### [WHAT THIS TASK INVOLVES]
Every single record below is to be reproduced exactly.

### [TASK DATA]

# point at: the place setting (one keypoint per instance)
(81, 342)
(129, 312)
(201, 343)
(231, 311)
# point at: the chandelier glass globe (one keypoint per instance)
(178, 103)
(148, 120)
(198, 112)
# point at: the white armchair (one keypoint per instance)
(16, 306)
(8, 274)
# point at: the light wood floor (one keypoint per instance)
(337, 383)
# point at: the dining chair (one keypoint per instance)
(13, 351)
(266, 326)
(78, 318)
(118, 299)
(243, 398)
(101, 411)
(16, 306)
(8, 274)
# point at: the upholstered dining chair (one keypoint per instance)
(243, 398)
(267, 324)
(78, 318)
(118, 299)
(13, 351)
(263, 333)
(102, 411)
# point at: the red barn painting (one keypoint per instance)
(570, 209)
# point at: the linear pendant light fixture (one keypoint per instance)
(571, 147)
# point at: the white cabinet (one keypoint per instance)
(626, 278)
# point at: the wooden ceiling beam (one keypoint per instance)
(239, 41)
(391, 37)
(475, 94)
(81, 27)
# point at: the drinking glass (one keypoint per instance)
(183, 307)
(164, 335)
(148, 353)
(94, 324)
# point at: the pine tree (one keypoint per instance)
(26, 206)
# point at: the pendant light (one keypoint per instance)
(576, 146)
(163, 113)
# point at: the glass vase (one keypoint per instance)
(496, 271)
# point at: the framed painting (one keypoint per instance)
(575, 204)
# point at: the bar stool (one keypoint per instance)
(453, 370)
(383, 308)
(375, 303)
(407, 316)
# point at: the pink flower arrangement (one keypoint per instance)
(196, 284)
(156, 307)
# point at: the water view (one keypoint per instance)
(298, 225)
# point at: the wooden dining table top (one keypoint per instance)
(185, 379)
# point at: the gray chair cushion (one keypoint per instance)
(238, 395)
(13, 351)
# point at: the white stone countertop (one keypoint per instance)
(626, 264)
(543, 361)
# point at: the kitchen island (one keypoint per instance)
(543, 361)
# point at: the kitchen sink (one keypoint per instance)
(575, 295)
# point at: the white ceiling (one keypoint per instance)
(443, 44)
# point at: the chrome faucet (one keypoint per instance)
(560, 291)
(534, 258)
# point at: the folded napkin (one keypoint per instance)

### [FINISHED EXERCISE]
# point at: the place setting (one keypoint per instance)
(81, 342)
(129, 312)
(201, 343)
(231, 311)
# point at: the chandelier glass globe (one keypoint per instance)
(178, 103)
(148, 120)
(198, 112)
# point at: the white armchair (one keypoint per instance)
(16, 306)
(8, 274)
# point at: the light wood floor (one keypoint per instance)
(337, 383)
# point at: the dining chair (one keypoint per instance)
(13, 351)
(266, 326)
(78, 318)
(118, 299)
(243, 398)
(101, 411)
(16, 306)
(8, 274)
# point at: the upholstered dining chair (one keypoint per instance)
(243, 398)
(267, 324)
(78, 318)
(118, 299)
(13, 351)
(263, 333)
(102, 411)
# point at: the red barn painting (one keypoint per instance)
(570, 209)
# point at: the linear pendant light fixture (one keypoint per instance)
(571, 147)
# point at: the white cabinet (one keypoint per instance)
(626, 278)
# point at: the wooden ceiling beam (one keypoint per instance)
(239, 41)
(391, 37)
(475, 94)
(81, 27)
# point at: the drinking glass (one keypoint per instance)
(183, 307)
(164, 335)
(148, 353)
(94, 324)
# point at: the pine tree (one keypoint per instance)
(26, 206)
# point at: the pendant light (one keypoint per instance)
(576, 146)
(163, 113)
# point at: the glass vase (one keypoint per instance)
(496, 271)
# point at: the framed painting (one keypoint per instance)
(575, 204)
# point at: the bar stool (one keypoint per instance)
(453, 370)
(383, 308)
(375, 303)
(407, 316)
# point at: the pink flower arrangement (one keypoint per instance)
(196, 284)
(156, 307)
# point at: the water view (one keypoint per instance)
(298, 225)
# point at: the wooden dining table top (one keypoint per instance)
(185, 379)
# point at: the gray chair cushion (one keypoint per instance)
(238, 395)
(13, 351)
# point at: the white stone countertop (one keypoint per instance)
(626, 264)
(543, 361)
# point at: the kitchen island (one keypoint per instance)
(543, 361)
# point at: the kitchen sink (one keypoint per instance)
(575, 295)
# point at: the white ceiling (one keypoint per instance)
(443, 44)
# point at: the chrome faucet (one keypoint per instance)
(560, 291)
(534, 258)
# point at: the folded napkin (one keypoint per instance)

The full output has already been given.